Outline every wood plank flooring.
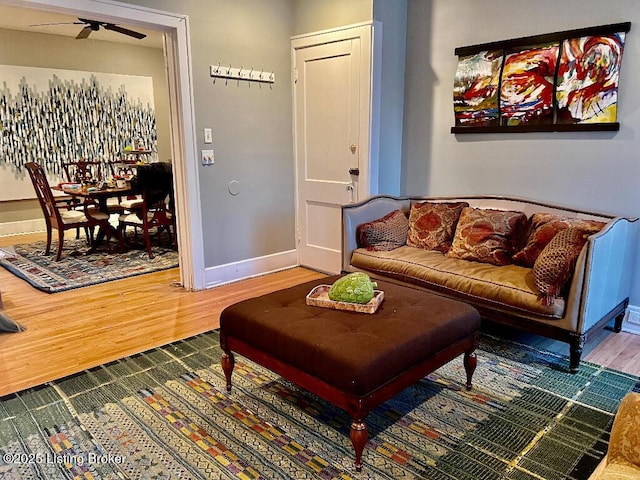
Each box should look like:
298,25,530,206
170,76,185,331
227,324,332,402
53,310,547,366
0,234,640,396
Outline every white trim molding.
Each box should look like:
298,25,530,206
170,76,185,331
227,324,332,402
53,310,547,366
622,305,640,335
205,250,298,288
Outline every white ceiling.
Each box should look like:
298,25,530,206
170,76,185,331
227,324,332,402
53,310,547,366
0,5,162,48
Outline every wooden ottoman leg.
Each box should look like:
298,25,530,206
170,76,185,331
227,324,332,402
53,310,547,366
220,333,236,392
462,333,479,390
350,419,369,472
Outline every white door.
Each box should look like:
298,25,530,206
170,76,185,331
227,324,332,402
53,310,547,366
292,25,372,273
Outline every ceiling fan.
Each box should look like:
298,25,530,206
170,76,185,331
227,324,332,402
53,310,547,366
29,18,146,40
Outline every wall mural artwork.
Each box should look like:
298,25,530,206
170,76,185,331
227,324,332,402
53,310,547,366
451,22,631,133
0,65,157,201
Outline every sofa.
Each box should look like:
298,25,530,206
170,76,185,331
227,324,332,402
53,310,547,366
590,392,640,480
342,195,638,373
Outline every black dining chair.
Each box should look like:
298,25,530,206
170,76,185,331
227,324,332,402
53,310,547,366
119,162,176,258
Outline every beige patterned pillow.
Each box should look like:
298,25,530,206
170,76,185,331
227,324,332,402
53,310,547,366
356,210,409,250
513,213,605,267
533,227,590,305
447,207,527,265
407,202,469,252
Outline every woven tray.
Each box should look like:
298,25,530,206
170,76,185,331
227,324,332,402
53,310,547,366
307,285,384,313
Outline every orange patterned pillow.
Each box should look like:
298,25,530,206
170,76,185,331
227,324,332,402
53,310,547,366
407,202,469,252
533,227,590,305
447,207,527,265
513,213,605,268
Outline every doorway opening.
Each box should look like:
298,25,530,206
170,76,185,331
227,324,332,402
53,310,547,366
0,0,205,290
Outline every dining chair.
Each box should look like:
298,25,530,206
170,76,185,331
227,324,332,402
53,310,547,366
119,162,176,258
25,162,109,262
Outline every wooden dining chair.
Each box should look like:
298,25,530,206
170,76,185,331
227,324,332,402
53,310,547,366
25,162,109,262
119,162,176,258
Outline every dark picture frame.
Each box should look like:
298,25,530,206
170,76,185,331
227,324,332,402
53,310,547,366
451,22,631,134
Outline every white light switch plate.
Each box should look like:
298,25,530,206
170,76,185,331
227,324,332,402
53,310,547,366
202,150,214,165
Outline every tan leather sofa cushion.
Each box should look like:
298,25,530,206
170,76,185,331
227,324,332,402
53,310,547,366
351,246,565,319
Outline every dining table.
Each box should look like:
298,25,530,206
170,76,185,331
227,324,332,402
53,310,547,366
51,182,136,253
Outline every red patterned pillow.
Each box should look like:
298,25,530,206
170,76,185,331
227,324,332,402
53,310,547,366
447,207,527,265
407,202,469,252
513,213,605,268
356,210,409,250
533,227,590,305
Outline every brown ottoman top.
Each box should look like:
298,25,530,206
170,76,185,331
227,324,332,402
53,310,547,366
220,275,480,396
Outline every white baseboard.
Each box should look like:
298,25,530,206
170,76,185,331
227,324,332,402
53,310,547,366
622,305,640,335
0,218,47,236
205,250,298,288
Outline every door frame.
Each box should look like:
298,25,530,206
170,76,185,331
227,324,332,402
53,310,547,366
291,20,382,270
6,0,205,290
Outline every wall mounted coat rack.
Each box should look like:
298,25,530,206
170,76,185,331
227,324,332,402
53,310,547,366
209,64,276,83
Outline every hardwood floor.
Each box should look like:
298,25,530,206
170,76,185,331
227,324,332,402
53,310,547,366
0,230,640,396
0,234,324,396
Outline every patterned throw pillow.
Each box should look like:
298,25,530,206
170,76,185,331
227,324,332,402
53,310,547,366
447,207,527,265
407,202,469,252
533,227,590,305
513,213,605,268
356,210,409,250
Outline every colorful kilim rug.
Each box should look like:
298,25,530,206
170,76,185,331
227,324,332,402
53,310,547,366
0,235,178,293
0,331,640,480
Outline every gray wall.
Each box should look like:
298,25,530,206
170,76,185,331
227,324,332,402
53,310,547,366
291,0,372,35
0,29,171,229
402,0,640,304
120,0,372,267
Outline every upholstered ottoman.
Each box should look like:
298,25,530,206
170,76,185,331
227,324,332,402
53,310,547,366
220,276,480,471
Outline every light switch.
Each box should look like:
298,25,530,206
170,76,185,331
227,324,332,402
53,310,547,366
202,150,215,165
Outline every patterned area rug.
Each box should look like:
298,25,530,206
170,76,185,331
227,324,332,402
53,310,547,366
0,238,178,293
0,331,640,480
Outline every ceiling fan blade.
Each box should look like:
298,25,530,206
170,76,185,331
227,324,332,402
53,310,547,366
102,23,146,40
76,25,92,40
29,22,85,27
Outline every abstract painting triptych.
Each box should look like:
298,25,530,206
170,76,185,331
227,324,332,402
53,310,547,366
453,24,628,127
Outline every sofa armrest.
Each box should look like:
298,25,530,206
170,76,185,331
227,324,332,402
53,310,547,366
607,393,640,468
576,217,638,333
342,195,411,272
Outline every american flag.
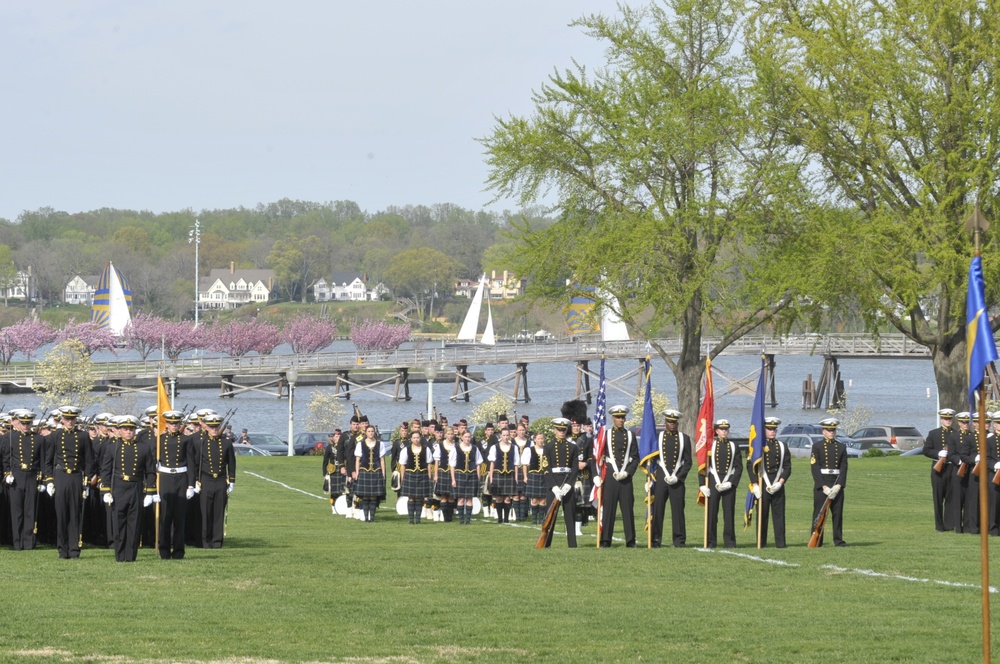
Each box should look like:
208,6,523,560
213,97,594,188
590,356,608,501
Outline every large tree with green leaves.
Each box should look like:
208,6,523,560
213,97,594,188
482,0,804,420
748,0,1000,408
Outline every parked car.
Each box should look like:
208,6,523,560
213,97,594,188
233,443,271,456
778,433,823,457
851,424,924,450
292,431,329,456
247,431,288,456
778,424,861,448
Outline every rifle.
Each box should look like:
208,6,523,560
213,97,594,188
535,496,562,549
806,473,840,549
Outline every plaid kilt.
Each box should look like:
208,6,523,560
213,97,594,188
454,473,480,498
490,472,517,496
434,472,459,496
354,468,385,498
399,471,431,498
524,473,549,498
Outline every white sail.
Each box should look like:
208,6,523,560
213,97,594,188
455,274,486,341
108,263,132,337
597,288,629,341
479,300,497,346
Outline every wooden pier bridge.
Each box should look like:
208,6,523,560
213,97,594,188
0,334,930,408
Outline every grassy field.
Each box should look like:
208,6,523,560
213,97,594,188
0,457,1000,663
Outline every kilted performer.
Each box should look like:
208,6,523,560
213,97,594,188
486,427,521,523
399,431,434,524
521,431,549,525
353,425,385,523
434,427,456,523
323,429,347,514
451,431,483,524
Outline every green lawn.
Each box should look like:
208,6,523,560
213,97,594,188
0,457,1000,663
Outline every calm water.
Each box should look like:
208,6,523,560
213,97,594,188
0,342,948,438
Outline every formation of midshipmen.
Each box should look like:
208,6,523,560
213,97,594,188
322,401,847,548
0,406,236,562
923,408,1000,535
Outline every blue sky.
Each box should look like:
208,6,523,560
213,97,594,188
0,0,616,220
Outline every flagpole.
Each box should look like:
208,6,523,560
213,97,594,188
965,209,997,663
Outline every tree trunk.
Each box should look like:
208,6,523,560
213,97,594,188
931,338,971,410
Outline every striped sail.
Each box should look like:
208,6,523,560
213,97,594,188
90,262,132,336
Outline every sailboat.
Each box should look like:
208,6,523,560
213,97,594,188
90,261,132,337
455,273,497,346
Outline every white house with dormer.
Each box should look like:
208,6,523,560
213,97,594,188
312,272,388,302
198,263,274,311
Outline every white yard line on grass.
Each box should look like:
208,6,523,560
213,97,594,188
820,565,997,594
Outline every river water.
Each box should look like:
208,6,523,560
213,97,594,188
2,341,951,439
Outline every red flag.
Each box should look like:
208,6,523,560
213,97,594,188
694,357,715,505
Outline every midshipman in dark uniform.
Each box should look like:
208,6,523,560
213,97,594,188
650,408,691,549
101,415,158,563
600,406,639,549
809,417,847,546
156,410,195,560
923,408,955,532
747,417,792,549
42,406,95,558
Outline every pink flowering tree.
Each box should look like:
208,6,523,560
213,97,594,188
0,318,56,367
163,321,207,362
122,313,166,360
205,318,281,357
55,318,118,356
351,320,410,350
281,315,337,354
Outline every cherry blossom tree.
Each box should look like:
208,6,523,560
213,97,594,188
351,320,410,350
281,315,337,354
55,318,118,356
163,321,207,362
122,313,166,360
0,318,56,367
205,318,281,357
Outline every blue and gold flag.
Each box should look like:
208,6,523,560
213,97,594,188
965,256,997,410
743,355,767,529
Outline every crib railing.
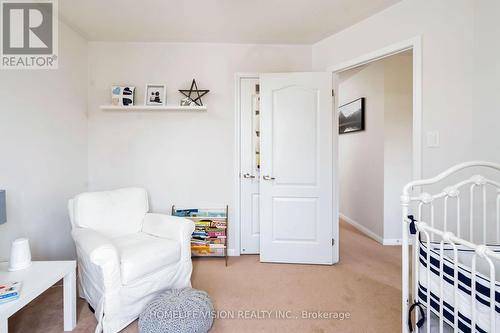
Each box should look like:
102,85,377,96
401,161,500,333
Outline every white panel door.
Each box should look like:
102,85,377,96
239,78,260,254
260,73,338,264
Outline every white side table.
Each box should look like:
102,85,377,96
0,260,76,333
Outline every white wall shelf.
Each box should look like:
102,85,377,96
99,105,207,112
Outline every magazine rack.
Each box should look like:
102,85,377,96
172,205,229,266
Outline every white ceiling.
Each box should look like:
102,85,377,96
59,0,400,44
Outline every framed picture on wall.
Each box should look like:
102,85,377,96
339,97,365,134
144,84,167,105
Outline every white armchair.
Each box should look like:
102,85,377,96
68,188,194,333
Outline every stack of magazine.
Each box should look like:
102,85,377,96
174,209,227,257
0,282,21,304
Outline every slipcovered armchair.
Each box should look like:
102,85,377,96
68,188,194,333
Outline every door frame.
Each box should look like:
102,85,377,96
326,36,423,183
232,73,260,256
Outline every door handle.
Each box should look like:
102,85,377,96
243,172,255,178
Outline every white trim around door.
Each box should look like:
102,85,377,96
233,73,260,256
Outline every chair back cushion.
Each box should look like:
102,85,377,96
70,187,149,238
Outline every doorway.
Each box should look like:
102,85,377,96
337,50,413,245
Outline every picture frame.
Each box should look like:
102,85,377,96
339,97,365,134
111,85,135,106
144,83,167,106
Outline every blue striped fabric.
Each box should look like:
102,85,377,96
418,241,500,333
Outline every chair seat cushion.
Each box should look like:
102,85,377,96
113,232,181,285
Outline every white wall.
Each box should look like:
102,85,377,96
89,42,311,254
383,53,413,243
470,0,500,162
0,23,87,259
338,61,384,239
339,53,412,243
312,0,476,176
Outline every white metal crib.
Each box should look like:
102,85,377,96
401,162,500,333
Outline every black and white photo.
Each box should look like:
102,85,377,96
339,97,365,134
144,84,166,105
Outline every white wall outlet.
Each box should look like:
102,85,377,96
427,131,439,148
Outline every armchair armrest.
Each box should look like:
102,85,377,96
142,213,194,260
72,228,121,291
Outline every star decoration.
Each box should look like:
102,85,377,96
179,79,210,106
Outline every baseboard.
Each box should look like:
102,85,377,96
339,213,402,246
382,238,403,246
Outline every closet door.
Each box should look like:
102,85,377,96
260,73,338,264
239,77,260,254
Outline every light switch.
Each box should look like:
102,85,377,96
427,131,439,148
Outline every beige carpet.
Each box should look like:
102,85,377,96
9,223,401,333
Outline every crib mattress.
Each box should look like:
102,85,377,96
418,241,500,333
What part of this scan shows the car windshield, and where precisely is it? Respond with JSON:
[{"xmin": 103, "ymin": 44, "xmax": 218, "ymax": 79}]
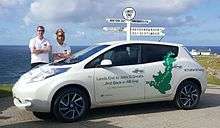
[{"xmin": 53, "ymin": 45, "xmax": 109, "ymax": 65}]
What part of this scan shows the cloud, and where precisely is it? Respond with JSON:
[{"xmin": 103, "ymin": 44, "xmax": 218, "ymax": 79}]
[
  {"xmin": 0, "ymin": 0, "xmax": 25, "ymax": 16},
  {"xmin": 23, "ymin": 0, "xmax": 199, "ymax": 27},
  {"xmin": 74, "ymin": 31, "xmax": 85, "ymax": 38}
]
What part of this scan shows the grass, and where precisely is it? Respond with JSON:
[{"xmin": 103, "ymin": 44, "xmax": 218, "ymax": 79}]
[
  {"xmin": 195, "ymin": 55, "xmax": 220, "ymax": 69},
  {"xmin": 0, "ymin": 84, "xmax": 12, "ymax": 97},
  {"xmin": 195, "ymin": 55, "xmax": 220, "ymax": 85}
]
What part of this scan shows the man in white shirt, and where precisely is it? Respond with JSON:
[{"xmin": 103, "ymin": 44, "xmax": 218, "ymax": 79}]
[
  {"xmin": 29, "ymin": 26, "xmax": 51, "ymax": 68},
  {"xmin": 52, "ymin": 29, "xmax": 71, "ymax": 62}
]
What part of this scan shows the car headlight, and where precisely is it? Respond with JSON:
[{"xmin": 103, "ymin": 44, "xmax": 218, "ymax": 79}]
[{"xmin": 28, "ymin": 68, "xmax": 70, "ymax": 83}]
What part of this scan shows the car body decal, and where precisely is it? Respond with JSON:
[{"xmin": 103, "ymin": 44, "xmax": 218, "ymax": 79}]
[{"xmin": 146, "ymin": 52, "xmax": 176, "ymax": 94}]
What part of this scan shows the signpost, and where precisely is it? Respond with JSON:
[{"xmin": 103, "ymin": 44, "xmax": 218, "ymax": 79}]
[{"xmin": 103, "ymin": 7, "xmax": 165, "ymax": 41}]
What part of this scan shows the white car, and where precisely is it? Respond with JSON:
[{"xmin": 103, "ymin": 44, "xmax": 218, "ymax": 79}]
[{"xmin": 13, "ymin": 41, "xmax": 207, "ymax": 122}]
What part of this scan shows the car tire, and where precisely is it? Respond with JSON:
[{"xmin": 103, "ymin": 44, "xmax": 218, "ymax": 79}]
[
  {"xmin": 174, "ymin": 81, "xmax": 201, "ymax": 110},
  {"xmin": 53, "ymin": 88, "xmax": 89, "ymax": 123},
  {"xmin": 33, "ymin": 112, "xmax": 53, "ymax": 120}
]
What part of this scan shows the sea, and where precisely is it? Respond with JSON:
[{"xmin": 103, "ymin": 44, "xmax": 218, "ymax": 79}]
[{"xmin": 0, "ymin": 45, "xmax": 220, "ymax": 85}]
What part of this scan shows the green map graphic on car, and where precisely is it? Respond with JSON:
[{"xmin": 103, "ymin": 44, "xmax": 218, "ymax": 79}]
[{"xmin": 146, "ymin": 52, "xmax": 176, "ymax": 94}]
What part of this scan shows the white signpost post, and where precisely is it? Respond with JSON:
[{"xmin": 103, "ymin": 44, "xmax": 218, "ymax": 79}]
[{"xmin": 103, "ymin": 7, "xmax": 165, "ymax": 41}]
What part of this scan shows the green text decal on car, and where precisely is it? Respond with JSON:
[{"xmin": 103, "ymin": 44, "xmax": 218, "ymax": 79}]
[{"xmin": 146, "ymin": 52, "xmax": 176, "ymax": 94}]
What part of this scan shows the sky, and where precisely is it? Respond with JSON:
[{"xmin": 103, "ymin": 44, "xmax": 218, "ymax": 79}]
[{"xmin": 0, "ymin": 0, "xmax": 220, "ymax": 46}]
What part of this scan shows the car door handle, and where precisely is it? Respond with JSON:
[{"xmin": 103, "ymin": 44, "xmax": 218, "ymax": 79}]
[{"xmin": 132, "ymin": 68, "xmax": 144, "ymax": 73}]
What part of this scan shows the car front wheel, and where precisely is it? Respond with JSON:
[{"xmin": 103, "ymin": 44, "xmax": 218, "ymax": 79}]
[
  {"xmin": 175, "ymin": 81, "xmax": 201, "ymax": 109},
  {"xmin": 53, "ymin": 88, "xmax": 89, "ymax": 122}
]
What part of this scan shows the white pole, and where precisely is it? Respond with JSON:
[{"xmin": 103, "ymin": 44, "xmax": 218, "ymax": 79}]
[{"xmin": 127, "ymin": 20, "xmax": 131, "ymax": 41}]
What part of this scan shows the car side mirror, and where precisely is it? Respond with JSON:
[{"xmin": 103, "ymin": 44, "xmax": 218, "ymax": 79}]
[{"xmin": 100, "ymin": 59, "xmax": 112, "ymax": 67}]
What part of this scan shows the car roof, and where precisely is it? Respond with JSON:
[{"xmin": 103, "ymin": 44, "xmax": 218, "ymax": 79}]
[{"xmin": 98, "ymin": 40, "xmax": 183, "ymax": 46}]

=====

Work to be completed:
Reproduce the items from the first line of the items up to and including the line containing "0,0,205,290", requests included, multiplying every bounding-box coordinate in the answers by 2.1 and rounding to whole numbers, with halves rounded up; leave the numbers in the requests and their format samples unchanged. Omit the pictures from your output.

Task response:
Outline every wood plank flooring.
Each box should look like:
298,25,530,206
170,76,185,331
227,324,332,402
53,310,547,366
0,491,1344,832
Outline every white trim molding.
Each box should look like:
298,25,530,206
170,76,185,331
227,324,332,402
53,310,547,366
1306,641,1344,704
431,525,626,605
Outline every white ceiling.
Each box should look like:
298,25,530,206
170,76,185,331
227,324,332,402
53,310,547,366
0,11,340,101
Outline every wooden ottoman leg.
Each box should look like:
298,25,530,206
170,76,185,331
227,324,332,402
53,310,547,366
462,699,496,823
970,699,1006,819
735,880,775,991
Outline every white door.
Each box should look like:
298,25,530,206
170,76,185,331
227,324,332,402
53,310,547,366
613,53,781,573
Outline every ceiling fan.
Each box should look like:
298,25,530,206
170,76,185,331
227,324,332,402
53,310,547,366
61,38,307,84
Outline every wall mural artwork.
Each box should look like:
298,25,530,206
170,76,185,331
227,324,332,402
53,310,547,366
947,46,1325,279
0,137,330,422
Outline every sofa.
Each box should look like:
298,25,530,206
170,76,185,331
227,324,332,402
53,310,547,366
1239,823,1344,1008
718,410,1340,783
Outline every black dining chair.
Each box should look like:
298,25,530,206
170,76,185,331
227,324,332,402
53,310,547,366
250,340,370,542
Outline every beige patterned pillow.
Each box should look like:
298,25,530,206
170,76,185,331
227,324,332,402
53,310,547,366
748,441,859,525
1077,447,1271,561
1119,477,1239,641
939,435,1107,557
855,424,985,529
Outline every woven tray.
Each box should look like:
298,25,530,206
170,76,185,331
227,324,332,402
53,310,547,366
645,599,806,657
Outline every orange patterned pillow.
Each box should look like:
298,25,530,206
170,76,185,331
227,324,332,402
53,310,547,366
855,424,985,529
1119,477,1239,641
939,435,1107,557
1077,447,1271,563
Outline every doorway opening.
Each box should look like:
298,25,530,206
170,76,185,331
227,324,332,402
53,310,547,366
0,0,431,609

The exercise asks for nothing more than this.